--- Document excerpt ---

As an example consider the following tree and its four traversals:

PreOrder - 8, 5, 9, 7, 1, 12, 2, 4, 11, 3
InOrder - 9, 5, 1, 7, 2, 12, 8, 4, 3, 11
PostOrder - 9, 1, 2, 12, 7, 5, 3, 11, 4, 8
LevelOrder - 8, 5, 4, 9, 7, 11, 1, 12, 3, 2
    

In the next picture we demonstarte the order of node visitation. Number 1 denote the first node in a particular traversal and 7 denote the last node.
These common traversals can be represented as a single algorithm by assuming that we visit each node three times. An Euler tour is a walk around the binary tree where each edge is treated as a wall, which you cannot cross. In this walk each node will be visited either on the left, or under the below, or on the right. The Euler tour in which we visit nodes on the left produces a preorder traversal. When we visit nodes from the below, we get an inorder traversal. And when we visit nodes on the right, we get a postorder traversal.

Binary Search Trees

We consider a particular kind of a binary tree called a Binary Search Tree (BST). The basic idea behind this data structure is to have such a storing repository that provides the efficient way of data sorting, searching and retriving.

---

_What is asked_
1 - Reproduce the passage of the tree traversal excerpt that begins at the words "Binary Search Trees" and stops after "searching and retriving.".
2 - In the tree traversal excerpt, what kind of traversal does the Euler tour produce when nodes are visited from below?
3 - Name every traversal for which the tree traversal excerpt lists a sequence of node values.

--- Data records ---

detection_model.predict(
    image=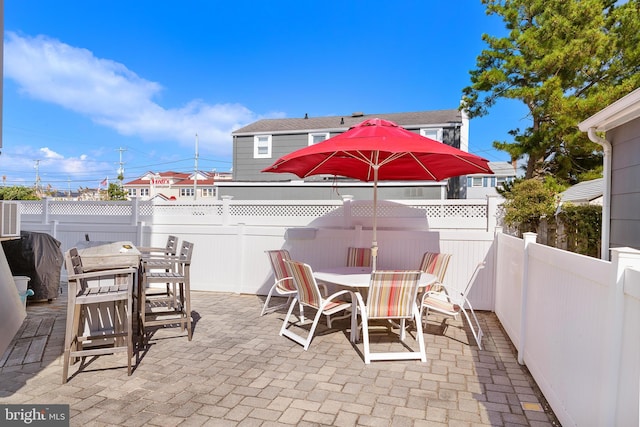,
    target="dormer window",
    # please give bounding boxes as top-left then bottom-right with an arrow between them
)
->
253,135 -> 271,159
420,128 -> 442,142
309,132 -> 329,145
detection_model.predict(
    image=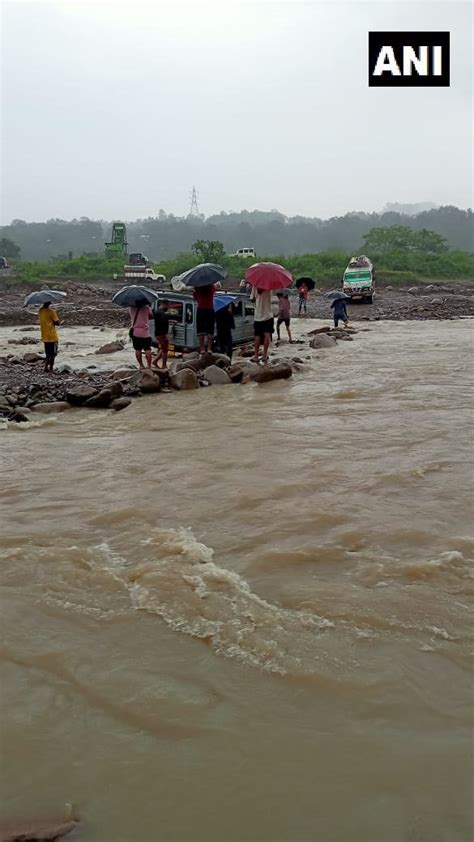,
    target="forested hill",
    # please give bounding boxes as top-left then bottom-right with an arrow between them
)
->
0,206 -> 473,261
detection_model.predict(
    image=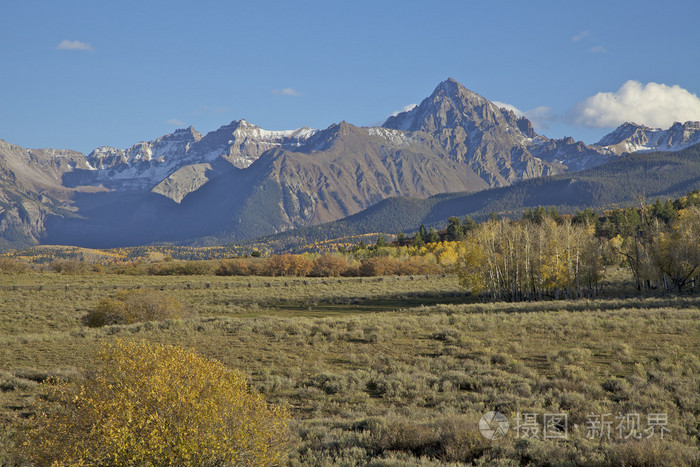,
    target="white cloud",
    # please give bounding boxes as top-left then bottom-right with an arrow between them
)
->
574,80 -> 700,128
272,88 -> 301,96
491,101 -> 554,130
56,40 -> 92,51
571,31 -> 591,42
491,101 -> 525,117
391,104 -> 418,117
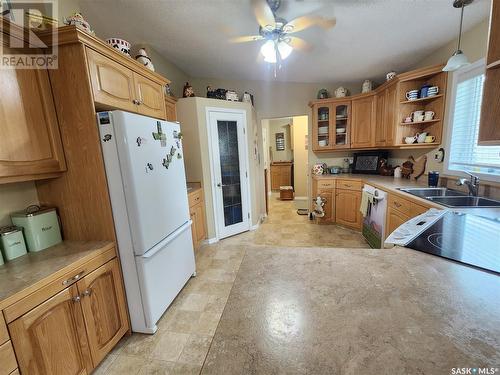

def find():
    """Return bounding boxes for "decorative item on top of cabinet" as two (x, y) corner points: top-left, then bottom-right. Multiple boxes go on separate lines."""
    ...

(135, 48), (155, 72)
(0, 46), (66, 183)
(479, 0), (500, 146)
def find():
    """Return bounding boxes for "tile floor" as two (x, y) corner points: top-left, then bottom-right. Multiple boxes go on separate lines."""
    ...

(94, 195), (368, 375)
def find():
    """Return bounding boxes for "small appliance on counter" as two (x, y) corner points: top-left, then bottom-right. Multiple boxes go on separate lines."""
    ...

(352, 151), (389, 174)
(10, 205), (62, 252)
(0, 225), (27, 264)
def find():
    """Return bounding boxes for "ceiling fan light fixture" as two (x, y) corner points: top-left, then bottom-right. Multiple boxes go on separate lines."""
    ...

(260, 40), (277, 64)
(443, 0), (474, 72)
(278, 40), (293, 60)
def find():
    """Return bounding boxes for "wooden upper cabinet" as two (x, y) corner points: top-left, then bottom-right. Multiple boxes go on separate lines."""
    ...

(384, 84), (398, 146)
(77, 258), (128, 366)
(351, 95), (376, 148)
(134, 73), (166, 119)
(9, 286), (93, 375)
(86, 48), (137, 112)
(0, 52), (66, 182)
(478, 0), (500, 146)
(165, 95), (178, 122)
(375, 90), (387, 146)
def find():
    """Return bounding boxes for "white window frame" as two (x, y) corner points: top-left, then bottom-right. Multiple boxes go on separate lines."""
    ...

(443, 58), (500, 182)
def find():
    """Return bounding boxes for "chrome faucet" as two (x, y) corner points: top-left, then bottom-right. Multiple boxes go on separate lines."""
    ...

(457, 171), (479, 197)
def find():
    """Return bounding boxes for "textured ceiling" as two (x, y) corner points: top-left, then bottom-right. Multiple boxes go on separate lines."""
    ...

(80, 0), (491, 82)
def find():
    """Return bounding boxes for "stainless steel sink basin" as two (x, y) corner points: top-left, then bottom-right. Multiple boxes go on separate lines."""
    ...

(427, 195), (500, 208)
(399, 188), (467, 198)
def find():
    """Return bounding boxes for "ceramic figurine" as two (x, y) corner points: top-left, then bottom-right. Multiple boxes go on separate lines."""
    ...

(63, 12), (95, 35)
(385, 71), (396, 81)
(207, 86), (215, 99)
(106, 38), (131, 57)
(182, 82), (196, 98)
(316, 89), (329, 99)
(361, 79), (373, 93)
(335, 86), (347, 98)
(135, 48), (155, 72)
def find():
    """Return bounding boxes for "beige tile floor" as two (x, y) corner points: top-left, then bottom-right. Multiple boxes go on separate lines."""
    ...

(94, 195), (368, 375)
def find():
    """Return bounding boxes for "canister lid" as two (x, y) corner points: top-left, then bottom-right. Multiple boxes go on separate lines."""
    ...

(0, 225), (23, 237)
(10, 205), (56, 217)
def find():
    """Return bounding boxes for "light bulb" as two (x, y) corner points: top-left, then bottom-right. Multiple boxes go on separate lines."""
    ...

(260, 40), (277, 64)
(278, 41), (293, 60)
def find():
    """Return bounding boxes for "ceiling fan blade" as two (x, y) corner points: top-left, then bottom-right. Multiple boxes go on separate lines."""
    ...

(229, 35), (264, 43)
(285, 36), (313, 52)
(283, 16), (337, 34)
(252, 0), (276, 30)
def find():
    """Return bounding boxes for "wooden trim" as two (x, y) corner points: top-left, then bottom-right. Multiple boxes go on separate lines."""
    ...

(37, 26), (170, 85)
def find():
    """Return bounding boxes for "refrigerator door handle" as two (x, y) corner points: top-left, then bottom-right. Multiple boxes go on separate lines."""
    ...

(139, 220), (193, 258)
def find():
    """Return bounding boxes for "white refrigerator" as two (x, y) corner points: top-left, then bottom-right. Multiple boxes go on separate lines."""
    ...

(97, 111), (195, 333)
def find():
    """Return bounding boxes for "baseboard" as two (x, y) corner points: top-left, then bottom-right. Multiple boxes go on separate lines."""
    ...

(202, 237), (219, 245)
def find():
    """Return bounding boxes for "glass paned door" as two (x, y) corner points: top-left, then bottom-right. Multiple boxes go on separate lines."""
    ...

(217, 120), (243, 226)
(208, 109), (250, 238)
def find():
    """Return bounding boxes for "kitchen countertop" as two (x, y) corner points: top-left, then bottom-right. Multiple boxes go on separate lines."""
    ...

(202, 247), (500, 375)
(0, 241), (114, 309)
(312, 173), (500, 219)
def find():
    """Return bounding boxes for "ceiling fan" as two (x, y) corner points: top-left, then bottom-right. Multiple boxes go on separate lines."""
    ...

(230, 0), (336, 64)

---

_Task-by-task solutions_
1 -
Binary Search Trees

We consider a particular kind of a binary tree called a Binary Search Tree (BST). The basic idea behind this data structure is to have such a storing repository that provides the efficient way of data sorting, searching and retriving.

2 - An inorder traversal.

3 - PreOrder, InOrder, PostOrder, LevelOrder